== Teks Bacaan ==
%%
Sumedang, Demokratis
Problematika mafia tanah kembali marak dan diperbincangkan sebagai isu nasional yang sangat urgen. Sampai Presiden Jokowi turun tangan dan berkomentar keras terkait problematika kejahatan mafia tanah.
Jokowi memberikan perhatian khusus terhadap fenomena mafia tanah dan meminta Polri untuk mengambil peran dalam membela hak para korban mafia tanah tersebut. Presiden mengingatkan aparat kepolisian untuk tidak membekingi kejahatan mafia tanah tersebut.
Atas dasar itu Kapolri Listyo Sigit Prabowo langsung meminta jajarannya agar tidak ragu mengusut tuntas praktik mafia tanah yang fenomenal tersebut (demokratis.co.id, 10/12/2021).
Sebagaimana diberitakan di sejumlah media masa bila praktik jahat mafia tanah telah meluas dan merajalela di mana-mana, bahkan sudah mencapai fenomena masif. Kementrian ATR/BTN menyebutnya sebagai kejahatan yang bersifat extra ordinary yang dalam penanganannya diperlukan kerja sama dengan berbagai pihak terkait.
%%
== Tujuan Tugas ==
Tulis ulang bagian teks tentang mafia tanah yang diawali kata-kata "Atas dasar itu" dan diakhiri "berbagai pihak terkait.", lalu ganti "Kapolri" dengan "Kepala Kepolisian RI". Kerjakan hanya berdasarkan teks tentang mafia tanah.

== Bahan yang Disediakan ==
%%
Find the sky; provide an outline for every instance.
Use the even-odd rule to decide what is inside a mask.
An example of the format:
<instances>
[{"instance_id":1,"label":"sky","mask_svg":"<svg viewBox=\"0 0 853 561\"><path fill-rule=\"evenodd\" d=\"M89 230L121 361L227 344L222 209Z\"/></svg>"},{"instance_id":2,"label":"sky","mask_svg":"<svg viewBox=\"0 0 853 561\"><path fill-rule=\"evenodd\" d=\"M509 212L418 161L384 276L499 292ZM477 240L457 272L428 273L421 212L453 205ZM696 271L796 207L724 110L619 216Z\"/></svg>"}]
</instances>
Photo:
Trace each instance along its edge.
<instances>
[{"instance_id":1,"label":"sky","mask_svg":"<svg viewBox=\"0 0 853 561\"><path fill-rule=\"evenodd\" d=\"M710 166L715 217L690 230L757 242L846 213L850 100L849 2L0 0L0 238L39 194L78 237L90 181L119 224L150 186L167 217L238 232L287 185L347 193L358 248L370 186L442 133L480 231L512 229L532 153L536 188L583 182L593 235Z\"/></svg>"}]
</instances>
%%
== Jawaban Latihan ==
Atas dasar itu Kepala Kepolisian RI Listyo Sigit Prabowo langsung meminta jajarannya agar tidak ragu mengusut tuntas praktik mafia tanah yang fenomenal tersebut (demokratis.co.id, 10/12/2021).
Sebagaimana diberitakan di sejumlah media masa bila praktik jahat mafia tanah telah meluas dan merajalela di mana-mana, bahkan sudah mencapai fenomena masif. Kementrian ATR/BTN menyebutnya sebagai kejahatan yang bersifat extra ordinary yang dalam penanganannya diperlukan kerja sama dengan berbagai pihak terkait.